- Activity
Word for word, transcribe all of the records.

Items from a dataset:
---

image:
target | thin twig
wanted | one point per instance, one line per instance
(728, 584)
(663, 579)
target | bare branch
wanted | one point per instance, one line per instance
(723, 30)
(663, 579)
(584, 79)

---

- Finished exercise
image:
target | thin twig
wanted | one point per instance, one line per instance
(728, 584)
(663, 579)
target | bare branch
wanted | one point per instance, one line per instance
(723, 30)
(663, 579)
(584, 79)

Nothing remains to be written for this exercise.